■ **Work instructions**:
**1)** In the text on the composition of the protocerebrum, who defined the archicerebrum and prosocerebrum regions, and in what year?
**2)** Continue the text on the composition of the protocerebrum from where it stops.

■ **Text excerpt**:
════════════════
= Composition of the protocerebrum =

First segment of the panarthropod brain

The protocerebrum is the first segment of the panarthropod brain.

Recent studies suggest that it comprises two regions.

== Region associated with the expression of six3 ==

six3 is a transcription factor that marks the anteriormost part of the developing body in a whole host of Metazoa.

In the panarthropod brain, the anteriormost (rostralmost) part of the germband expresses six3. This region is described as medial, and corresponds to the annelid prostomium.

In arthropods, it contains the pars intercerebralis and pars lateralis.

six3 is associated with the euarthropod labrum and the onychophoran frontal appendages (antennae).

== Region associated with the expression of orthodenticle==
The other region expresses homologues of orthodenticle, Otx or otd. This region is more caudal and lateral, and bears the eyes.

Orthodenticle is associated with the protocerebral bridge, part of the central complex, traditionally a marker of the prosocerebrum.

In the annelid brain, Otx expression characterises the peristomium, but also creeps forwards into the regions of the prostomium that bear the larval eyes.

== Names of regions ==
Inconsistent use of the terms archicerebrum and the prosocerebrum makes them confusing.

The regions were defined by Siewing (1963): the archicerebrum as containing the ocular lobes and the mushroom bodies (= corpora pedunculata), and the prosocerebrum as comprising the central complex.

The archicerebrum has traditionally been equated with the anteriormost, 'non-segmental' part of the protocerebrum, equivalent to the acron in older terminology.
The prosocerebrum is then equivalent to the 'segmental' part of the protocerebrum, bordered by segment polarity genes such as engrailed, and (on one interpretation) bearing modified segmental appendages (= camera-type eyes).

But Urbach and Technau (2003) complicate the matter by seeing the prosocerebrum (central complex) + labrum as the anteriormost region

- Strausfeld 2016 identifies the anteriormost part of the brain = labrum = acron with the archicerebrum, followed by an engrailed-bounded 'first segment', bearing appendicular eyes, which he terms the prosocerebrum.
- Ortega-Hernández et al. (2017) follow the same model as Strausfeld (2016), but switch the terms prosocerebrum and archicerebrum.
════════════════
■ **Entries shown**:
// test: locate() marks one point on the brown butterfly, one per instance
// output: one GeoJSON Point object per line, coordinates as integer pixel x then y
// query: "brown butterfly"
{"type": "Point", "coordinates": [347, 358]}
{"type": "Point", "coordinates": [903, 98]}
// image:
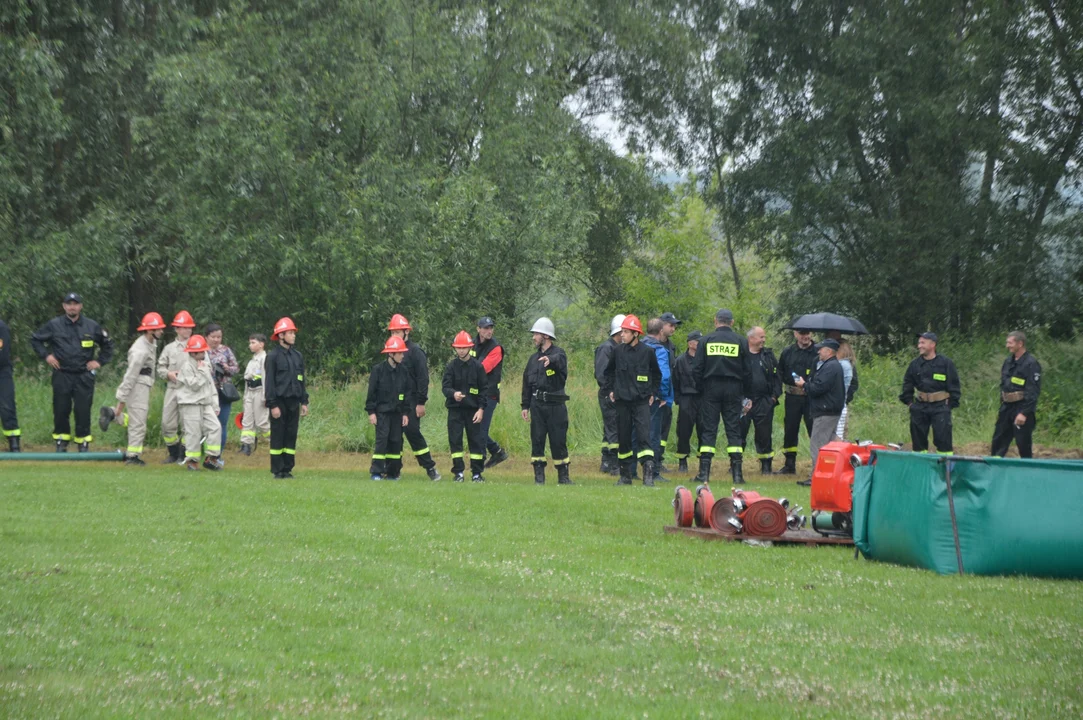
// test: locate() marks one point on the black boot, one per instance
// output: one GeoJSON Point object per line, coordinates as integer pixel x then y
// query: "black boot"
{"type": "Point", "coordinates": [791, 466]}
{"type": "Point", "coordinates": [649, 473]}
{"type": "Point", "coordinates": [704, 476]}
{"type": "Point", "coordinates": [736, 468]}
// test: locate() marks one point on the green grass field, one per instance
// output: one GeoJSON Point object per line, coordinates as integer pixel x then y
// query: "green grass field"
{"type": "Point", "coordinates": [158, 592]}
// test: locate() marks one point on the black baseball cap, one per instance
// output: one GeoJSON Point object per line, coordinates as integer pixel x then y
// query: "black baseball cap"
{"type": "Point", "coordinates": [669, 317]}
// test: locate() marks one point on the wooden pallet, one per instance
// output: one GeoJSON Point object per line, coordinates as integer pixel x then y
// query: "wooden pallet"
{"type": "Point", "coordinates": [790, 537]}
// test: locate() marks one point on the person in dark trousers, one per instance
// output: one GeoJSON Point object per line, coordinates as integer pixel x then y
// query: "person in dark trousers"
{"type": "Point", "coordinates": [9, 415]}
{"type": "Point", "coordinates": [662, 403]}
{"type": "Point", "coordinates": [1020, 385]}
{"type": "Point", "coordinates": [75, 347]}
{"type": "Point", "coordinates": [688, 400]}
{"type": "Point", "coordinates": [826, 393]}
{"type": "Point", "coordinates": [466, 387]}
{"type": "Point", "coordinates": [602, 354]}
{"type": "Point", "coordinates": [286, 397]}
{"type": "Point", "coordinates": [764, 392]}
{"type": "Point", "coordinates": [543, 402]}
{"type": "Point", "coordinates": [387, 404]}
{"type": "Point", "coordinates": [490, 353]}
{"type": "Point", "coordinates": [631, 380]}
{"type": "Point", "coordinates": [797, 360]}
{"type": "Point", "coordinates": [722, 372]}
{"type": "Point", "coordinates": [417, 365]}
{"type": "Point", "coordinates": [930, 389]}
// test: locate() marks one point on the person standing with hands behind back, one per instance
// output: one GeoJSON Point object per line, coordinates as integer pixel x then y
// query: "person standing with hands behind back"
{"type": "Point", "coordinates": [286, 396]}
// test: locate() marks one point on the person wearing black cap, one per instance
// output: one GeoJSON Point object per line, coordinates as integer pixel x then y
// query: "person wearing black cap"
{"type": "Point", "coordinates": [688, 400]}
{"type": "Point", "coordinates": [797, 360]}
{"type": "Point", "coordinates": [490, 353]}
{"type": "Point", "coordinates": [826, 393]}
{"type": "Point", "coordinates": [75, 347]}
{"type": "Point", "coordinates": [930, 389]}
{"type": "Point", "coordinates": [722, 372]}
{"type": "Point", "coordinates": [9, 418]}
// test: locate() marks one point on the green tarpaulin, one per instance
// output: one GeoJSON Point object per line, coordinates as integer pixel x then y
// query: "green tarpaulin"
{"type": "Point", "coordinates": [1013, 516]}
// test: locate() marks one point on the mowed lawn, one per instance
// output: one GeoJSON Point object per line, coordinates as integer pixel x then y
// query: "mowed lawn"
{"type": "Point", "coordinates": [155, 592]}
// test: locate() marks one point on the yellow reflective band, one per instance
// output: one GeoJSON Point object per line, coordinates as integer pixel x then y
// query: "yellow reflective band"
════════════════
■ **Outputs by task**:
**1)** Siewing, in 1963.

**2)**
- Archicerebrum = acron, followed by 'labral segment' / 'first head segment': Schmidt-Ott U., González-Gaitán M., Technau G.M. (1995). "Analysis of neural elements in head-mutant Drosophila embryos suggests segmental origin of the optic lobes"
- Urbach & Technau say that the archicerebrum = acron = ocular segment = first three protocerebral lobes bears optic lobes and mushroom bodies, and lacks engrailed; the prosocerebrum = fourth protocerebral lobe includes "the central complex and the neurosecretory cells of the pars intercerebralis" and corresponds to the labral segment.
- Weygoldt (1985) sees the archicerebrum as anterior to the prosocerebrum, and as being non-segmental (i.e. = acron).
- Hunnekuhl, V.S. and Akam, M. avoid the terms, instead defining an ocular/preantennal region and an anterior medial region (with pars intercerebralis + neurosecretory cell cluster).

An alternative usage of the terms seems to have been introduced by Steinmetz et al (2010), who seem to flip the terms?

- Steinmetz et al. 2010 write "The most anterior part, the
protocerebrum, can be further subdivided into a more
lateral region bearing, for example, the optic lobes
(archicerebrum) and a median region that includes, for
example, the pars intercerebralis (prosocerebrum). Most
authors think that the archicerebrum represents the tip
of the neuraxis, but this has been disputed."
- Future studies seem to have taken this to denote that the prosocerebrum is the rostralmost part of the body axis, contradicting a long tradition of usage.